__Directions__
Your answer must be an exact copy of the lines from the one holding "Give one point for each instance of the pair" through the last line of the entries below, with nothing added.

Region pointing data
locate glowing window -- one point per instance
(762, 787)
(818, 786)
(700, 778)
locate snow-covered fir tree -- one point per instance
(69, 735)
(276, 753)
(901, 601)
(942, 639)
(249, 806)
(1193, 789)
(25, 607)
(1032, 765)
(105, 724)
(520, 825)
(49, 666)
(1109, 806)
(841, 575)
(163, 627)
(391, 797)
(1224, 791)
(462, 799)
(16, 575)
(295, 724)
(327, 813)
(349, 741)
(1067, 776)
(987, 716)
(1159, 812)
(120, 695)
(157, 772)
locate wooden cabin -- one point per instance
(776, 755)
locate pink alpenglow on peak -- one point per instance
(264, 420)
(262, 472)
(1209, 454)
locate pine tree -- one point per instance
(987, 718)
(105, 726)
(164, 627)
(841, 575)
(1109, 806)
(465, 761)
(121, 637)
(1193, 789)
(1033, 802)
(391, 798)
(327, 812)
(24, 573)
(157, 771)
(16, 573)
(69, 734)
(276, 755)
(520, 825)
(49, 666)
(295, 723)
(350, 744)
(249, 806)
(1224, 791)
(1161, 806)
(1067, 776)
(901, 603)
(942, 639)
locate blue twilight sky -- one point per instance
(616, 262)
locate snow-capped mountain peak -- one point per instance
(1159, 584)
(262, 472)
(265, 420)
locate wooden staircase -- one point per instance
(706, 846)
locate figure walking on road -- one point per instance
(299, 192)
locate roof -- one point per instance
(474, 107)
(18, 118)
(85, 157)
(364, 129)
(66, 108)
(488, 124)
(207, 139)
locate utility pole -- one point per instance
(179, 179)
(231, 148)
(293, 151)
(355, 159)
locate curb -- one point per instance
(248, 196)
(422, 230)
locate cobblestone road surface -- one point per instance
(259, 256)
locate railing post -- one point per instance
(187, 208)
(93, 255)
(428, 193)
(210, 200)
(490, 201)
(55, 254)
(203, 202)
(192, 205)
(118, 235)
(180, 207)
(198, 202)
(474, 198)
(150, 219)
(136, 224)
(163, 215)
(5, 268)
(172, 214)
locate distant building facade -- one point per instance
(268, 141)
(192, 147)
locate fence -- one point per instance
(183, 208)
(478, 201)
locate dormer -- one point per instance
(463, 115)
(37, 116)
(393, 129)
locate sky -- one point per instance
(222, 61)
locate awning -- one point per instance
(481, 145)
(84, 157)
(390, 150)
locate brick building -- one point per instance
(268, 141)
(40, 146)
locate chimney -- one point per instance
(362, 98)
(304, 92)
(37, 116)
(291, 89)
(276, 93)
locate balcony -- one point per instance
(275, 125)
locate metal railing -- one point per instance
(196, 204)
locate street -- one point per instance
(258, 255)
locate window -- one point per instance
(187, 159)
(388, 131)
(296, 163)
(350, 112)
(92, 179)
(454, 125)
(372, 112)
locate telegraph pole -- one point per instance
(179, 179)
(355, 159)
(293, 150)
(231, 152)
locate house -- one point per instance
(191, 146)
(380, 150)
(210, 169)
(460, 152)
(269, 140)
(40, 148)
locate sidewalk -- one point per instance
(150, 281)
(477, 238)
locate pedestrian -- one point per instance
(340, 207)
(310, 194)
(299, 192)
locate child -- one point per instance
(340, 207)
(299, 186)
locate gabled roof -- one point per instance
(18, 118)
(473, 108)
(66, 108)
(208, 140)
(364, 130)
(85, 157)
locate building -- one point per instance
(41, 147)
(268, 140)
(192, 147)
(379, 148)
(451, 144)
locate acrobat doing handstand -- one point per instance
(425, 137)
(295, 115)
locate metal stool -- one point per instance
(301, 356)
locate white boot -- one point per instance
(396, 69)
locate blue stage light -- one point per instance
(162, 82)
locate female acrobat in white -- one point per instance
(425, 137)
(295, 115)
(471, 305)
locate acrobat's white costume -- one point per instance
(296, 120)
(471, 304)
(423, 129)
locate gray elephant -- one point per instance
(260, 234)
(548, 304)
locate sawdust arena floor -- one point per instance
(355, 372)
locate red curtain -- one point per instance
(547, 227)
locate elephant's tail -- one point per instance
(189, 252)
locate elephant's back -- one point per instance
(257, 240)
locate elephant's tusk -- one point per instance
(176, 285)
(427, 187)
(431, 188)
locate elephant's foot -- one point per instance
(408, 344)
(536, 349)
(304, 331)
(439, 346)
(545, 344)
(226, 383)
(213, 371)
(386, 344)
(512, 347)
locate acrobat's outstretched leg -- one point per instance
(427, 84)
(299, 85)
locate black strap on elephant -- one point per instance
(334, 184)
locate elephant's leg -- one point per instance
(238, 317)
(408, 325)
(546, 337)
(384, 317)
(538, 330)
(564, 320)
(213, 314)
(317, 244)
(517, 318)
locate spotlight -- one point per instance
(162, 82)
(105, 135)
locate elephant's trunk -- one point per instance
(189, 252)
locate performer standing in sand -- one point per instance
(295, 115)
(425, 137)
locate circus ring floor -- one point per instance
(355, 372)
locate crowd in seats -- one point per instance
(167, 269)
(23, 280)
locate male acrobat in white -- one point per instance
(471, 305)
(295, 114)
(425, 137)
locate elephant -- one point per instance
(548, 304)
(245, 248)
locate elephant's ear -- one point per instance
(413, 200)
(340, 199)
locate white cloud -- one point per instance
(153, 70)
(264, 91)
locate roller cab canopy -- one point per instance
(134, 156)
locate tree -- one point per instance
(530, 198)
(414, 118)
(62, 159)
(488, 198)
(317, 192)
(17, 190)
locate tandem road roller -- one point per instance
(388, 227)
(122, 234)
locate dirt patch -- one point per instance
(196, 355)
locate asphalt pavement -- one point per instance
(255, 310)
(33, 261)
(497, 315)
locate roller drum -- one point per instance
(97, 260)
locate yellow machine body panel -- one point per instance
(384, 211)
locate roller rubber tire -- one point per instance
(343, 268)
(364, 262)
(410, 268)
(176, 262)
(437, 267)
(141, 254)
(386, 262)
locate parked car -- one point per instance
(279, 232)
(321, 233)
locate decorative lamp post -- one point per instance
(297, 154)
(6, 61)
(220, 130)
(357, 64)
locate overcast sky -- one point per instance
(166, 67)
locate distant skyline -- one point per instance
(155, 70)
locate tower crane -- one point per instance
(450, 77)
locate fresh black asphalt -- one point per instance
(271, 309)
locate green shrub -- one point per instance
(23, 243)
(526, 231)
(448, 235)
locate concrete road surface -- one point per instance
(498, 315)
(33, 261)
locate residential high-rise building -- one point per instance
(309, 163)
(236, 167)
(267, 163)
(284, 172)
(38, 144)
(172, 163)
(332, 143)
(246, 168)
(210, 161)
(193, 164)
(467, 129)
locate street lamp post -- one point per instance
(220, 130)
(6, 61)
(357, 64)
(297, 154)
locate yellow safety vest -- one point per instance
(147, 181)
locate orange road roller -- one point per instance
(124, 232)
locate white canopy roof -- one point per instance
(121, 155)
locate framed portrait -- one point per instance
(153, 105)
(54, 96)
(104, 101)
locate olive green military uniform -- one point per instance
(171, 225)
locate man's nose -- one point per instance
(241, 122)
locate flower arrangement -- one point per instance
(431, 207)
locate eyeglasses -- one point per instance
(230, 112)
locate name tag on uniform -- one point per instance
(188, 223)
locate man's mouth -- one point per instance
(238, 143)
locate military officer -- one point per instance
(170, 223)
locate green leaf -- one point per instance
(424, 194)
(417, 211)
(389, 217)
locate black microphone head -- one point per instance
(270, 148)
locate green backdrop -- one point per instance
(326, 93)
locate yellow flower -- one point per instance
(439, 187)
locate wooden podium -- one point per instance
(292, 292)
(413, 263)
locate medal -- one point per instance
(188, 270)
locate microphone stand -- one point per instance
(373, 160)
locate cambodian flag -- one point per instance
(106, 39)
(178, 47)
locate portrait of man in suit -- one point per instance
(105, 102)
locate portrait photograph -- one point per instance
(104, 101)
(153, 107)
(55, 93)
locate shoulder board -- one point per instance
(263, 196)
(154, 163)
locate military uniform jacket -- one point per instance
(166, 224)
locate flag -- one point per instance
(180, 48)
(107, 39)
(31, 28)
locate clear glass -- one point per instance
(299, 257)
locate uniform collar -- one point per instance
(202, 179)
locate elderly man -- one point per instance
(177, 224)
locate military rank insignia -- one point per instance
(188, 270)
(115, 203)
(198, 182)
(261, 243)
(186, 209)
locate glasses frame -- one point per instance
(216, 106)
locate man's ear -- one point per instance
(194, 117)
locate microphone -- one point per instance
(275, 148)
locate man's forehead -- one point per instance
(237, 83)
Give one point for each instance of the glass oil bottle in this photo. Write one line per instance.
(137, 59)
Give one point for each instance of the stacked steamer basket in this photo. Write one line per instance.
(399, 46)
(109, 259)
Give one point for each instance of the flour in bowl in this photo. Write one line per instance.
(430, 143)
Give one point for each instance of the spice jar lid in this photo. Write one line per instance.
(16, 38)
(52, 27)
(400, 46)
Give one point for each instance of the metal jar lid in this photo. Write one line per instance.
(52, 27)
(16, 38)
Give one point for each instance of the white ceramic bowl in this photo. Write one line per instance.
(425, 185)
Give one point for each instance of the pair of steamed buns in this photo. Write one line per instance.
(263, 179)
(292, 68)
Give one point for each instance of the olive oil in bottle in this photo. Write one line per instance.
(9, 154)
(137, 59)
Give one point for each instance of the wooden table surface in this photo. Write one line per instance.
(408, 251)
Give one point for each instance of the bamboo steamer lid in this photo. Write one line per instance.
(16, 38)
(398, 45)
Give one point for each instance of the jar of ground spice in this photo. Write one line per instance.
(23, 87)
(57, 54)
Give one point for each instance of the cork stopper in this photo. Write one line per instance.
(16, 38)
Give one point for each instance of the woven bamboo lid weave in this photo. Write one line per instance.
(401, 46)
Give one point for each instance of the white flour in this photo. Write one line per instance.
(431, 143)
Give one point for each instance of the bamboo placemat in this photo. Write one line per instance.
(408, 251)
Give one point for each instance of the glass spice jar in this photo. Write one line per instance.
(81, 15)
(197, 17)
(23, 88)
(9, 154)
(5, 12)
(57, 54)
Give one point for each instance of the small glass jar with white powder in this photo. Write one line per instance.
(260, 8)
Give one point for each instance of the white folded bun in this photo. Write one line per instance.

__Exercise output__
Give one point for each instance of the pair of steamed buns in this photo. Write one line per instance.
(263, 179)
(292, 68)
Give one point for each instance of the olive oil in bottle in this photo. Write one line per instance.
(9, 154)
(137, 59)
Give one point for each instance of the wooden table surface in this photo. Write one line per instance.
(408, 251)
Give one point for each instance of the bamboo steamer lid in this photo. Write one line per instance.
(16, 38)
(398, 45)
Give one point for each instance of the jar of ground spice in this photo. Write one line per instance.
(23, 87)
(57, 54)
Give one point for each instance of the cork stopper in this photo. Write one line per instance.
(16, 38)
Give one point for each instance of the woven bamboo lid weave in this photo. Write one line per instance.
(401, 46)
Give one point for each instance of the white flour in this photo. Write one line per instance.
(431, 143)
Give one point for each instance of the bamboo placemat in this photo. Write one line per instance.
(408, 251)
Give one point for each instance of the glass spice jar in this photo. Write one line per instance.
(81, 15)
(197, 17)
(23, 88)
(9, 154)
(5, 12)
(57, 54)
Give one point for each instance of the small glass jar with white powder in this photo. Write one line per instance.
(260, 8)
Give one point for each instance of the white folded bun in this photo. Write one line per instance.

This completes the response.